Pick out every line in the items below that contains the word "Query", and copy each of those lines. Match the case exactly.

**********

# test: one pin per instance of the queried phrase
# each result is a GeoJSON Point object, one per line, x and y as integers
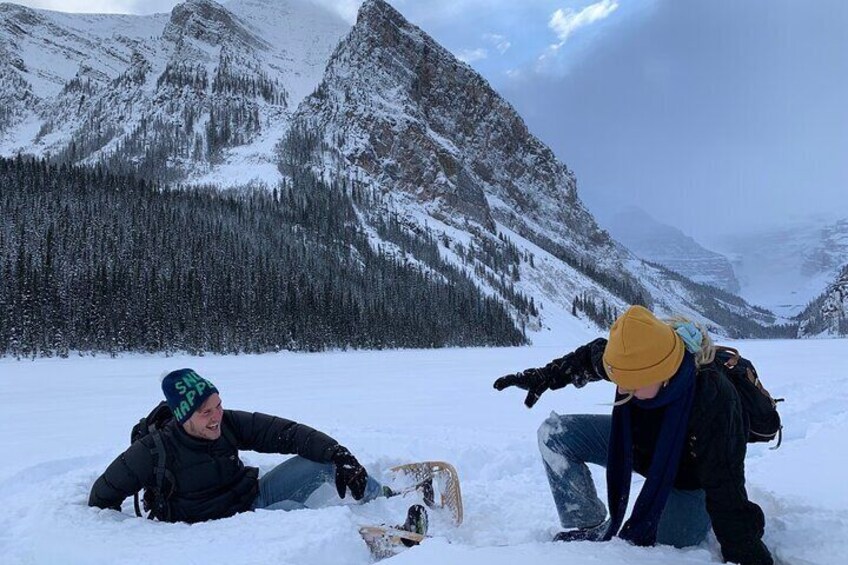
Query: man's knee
{"type": "Point", "coordinates": [553, 433]}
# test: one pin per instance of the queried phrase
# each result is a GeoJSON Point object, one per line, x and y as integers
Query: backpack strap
{"type": "Point", "coordinates": [733, 353]}
{"type": "Point", "coordinates": [161, 508]}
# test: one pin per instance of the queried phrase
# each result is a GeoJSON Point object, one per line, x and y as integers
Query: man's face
{"type": "Point", "coordinates": [205, 423]}
{"type": "Point", "coordinates": [643, 393]}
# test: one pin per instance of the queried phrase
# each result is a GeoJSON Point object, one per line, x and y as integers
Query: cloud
{"type": "Point", "coordinates": [565, 22]}
{"type": "Point", "coordinates": [471, 55]}
{"type": "Point", "coordinates": [501, 43]}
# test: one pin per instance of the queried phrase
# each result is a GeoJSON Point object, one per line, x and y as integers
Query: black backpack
{"type": "Point", "coordinates": [758, 406]}
{"type": "Point", "coordinates": [155, 499]}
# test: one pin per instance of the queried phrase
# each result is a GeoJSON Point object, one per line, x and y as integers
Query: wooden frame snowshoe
{"type": "Point", "coordinates": [438, 481]}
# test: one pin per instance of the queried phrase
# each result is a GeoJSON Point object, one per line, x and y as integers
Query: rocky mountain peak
{"type": "Point", "coordinates": [436, 130]}
{"type": "Point", "coordinates": [16, 19]}
{"type": "Point", "coordinates": [208, 22]}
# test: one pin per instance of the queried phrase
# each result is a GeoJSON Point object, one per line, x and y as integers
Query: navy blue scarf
{"type": "Point", "coordinates": [676, 397]}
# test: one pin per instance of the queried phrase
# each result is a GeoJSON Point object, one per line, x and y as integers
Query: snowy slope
{"type": "Point", "coordinates": [206, 93]}
{"type": "Point", "coordinates": [63, 421]}
{"type": "Point", "coordinates": [399, 114]}
{"type": "Point", "coordinates": [660, 243]}
{"type": "Point", "coordinates": [784, 269]}
{"type": "Point", "coordinates": [827, 315]}
{"type": "Point", "coordinates": [112, 87]}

**********

• [Response to this exercise]
Query: man's knee
Query: backpack strap
Query: man's face
Query: cloud
Query: black backpack
Query: wooden frame snowshoe
Query: rocky mountain peak
Query: navy blue scarf
Query: snowy slope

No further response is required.